■ Written task: Please rewrite all of the items below, replacing every "climbing rope" with "safety rope" and leaving everything else unchanged.

---------- Data listing

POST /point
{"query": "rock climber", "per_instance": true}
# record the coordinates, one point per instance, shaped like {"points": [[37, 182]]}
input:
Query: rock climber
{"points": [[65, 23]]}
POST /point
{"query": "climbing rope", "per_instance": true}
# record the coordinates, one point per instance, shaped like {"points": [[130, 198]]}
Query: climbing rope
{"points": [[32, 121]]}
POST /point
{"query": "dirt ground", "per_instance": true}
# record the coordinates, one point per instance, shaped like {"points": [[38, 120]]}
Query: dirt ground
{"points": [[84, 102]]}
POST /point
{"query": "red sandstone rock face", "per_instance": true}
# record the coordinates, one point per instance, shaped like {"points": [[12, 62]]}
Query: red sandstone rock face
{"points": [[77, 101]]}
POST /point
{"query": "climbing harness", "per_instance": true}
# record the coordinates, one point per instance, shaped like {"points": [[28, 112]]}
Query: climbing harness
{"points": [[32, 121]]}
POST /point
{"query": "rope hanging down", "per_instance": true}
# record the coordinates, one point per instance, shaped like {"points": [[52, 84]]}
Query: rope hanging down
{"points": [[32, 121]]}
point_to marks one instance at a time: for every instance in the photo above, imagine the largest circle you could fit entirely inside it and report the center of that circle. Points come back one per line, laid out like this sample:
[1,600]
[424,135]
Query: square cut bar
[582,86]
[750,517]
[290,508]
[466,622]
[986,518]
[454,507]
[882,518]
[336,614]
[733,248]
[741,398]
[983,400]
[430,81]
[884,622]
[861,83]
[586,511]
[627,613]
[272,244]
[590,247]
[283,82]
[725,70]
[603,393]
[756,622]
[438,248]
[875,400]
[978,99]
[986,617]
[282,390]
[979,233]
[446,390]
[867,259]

--------------------

■ Answer:
POST /point
{"query": "rock climber", "per_instance": true}
# record the coordinates, one point per instance, shaped like {"points": [[37, 182]]}
input:
Query: rock climber
{"points": [[65, 23]]}
POST /point
{"query": "safety rope", "per_instance": true}
# record the coordinates, one point per instance, shaped like {"points": [[130, 198]]}
Query: safety rope
{"points": [[32, 121]]}
POST /point
{"query": "dirt ground", "per_instance": true}
# record the coordinates, one point per instance, shaped like {"points": [[38, 120]]}
Query: dirt ground
{"points": [[84, 102]]}
POST /point
{"query": "red sandstone rock face", "per_instance": true}
# record the coordinates, one point per instance, shaped like {"points": [[12, 62]]}
Query: red sandstone rock face
{"points": [[77, 101]]}
POST /point
{"query": "climbing harness", "per_instance": true}
# record the coordinates, one point per instance, shaped like {"points": [[28, 112]]}
Query: climbing harness
{"points": [[32, 121]]}
POST /point
{"query": "rope hanging down", "per_instance": true}
# record the coordinates, one point per instance, shaped like {"points": [[52, 84]]}
Query: rope hanging down
{"points": [[32, 121]]}
point_to marks one instance at a time: for every instance in the photo above, imagine the largest circle you could fit entirely inside it and report the center of that circle. Points come back one per line, laid out like this sample:
[1,600]
[424,135]
Query: square cut bar
[582,86]
[750,517]
[290,508]
[466,622]
[986,518]
[454,507]
[882,518]
[336,614]
[733,248]
[741,398]
[983,400]
[430,81]
[884,622]
[861,83]
[586,511]
[627,613]
[272,244]
[590,247]
[283,82]
[725,70]
[603,393]
[756,622]
[438,248]
[875,400]
[978,99]
[986,617]
[282,390]
[979,233]
[446,390]
[867,259]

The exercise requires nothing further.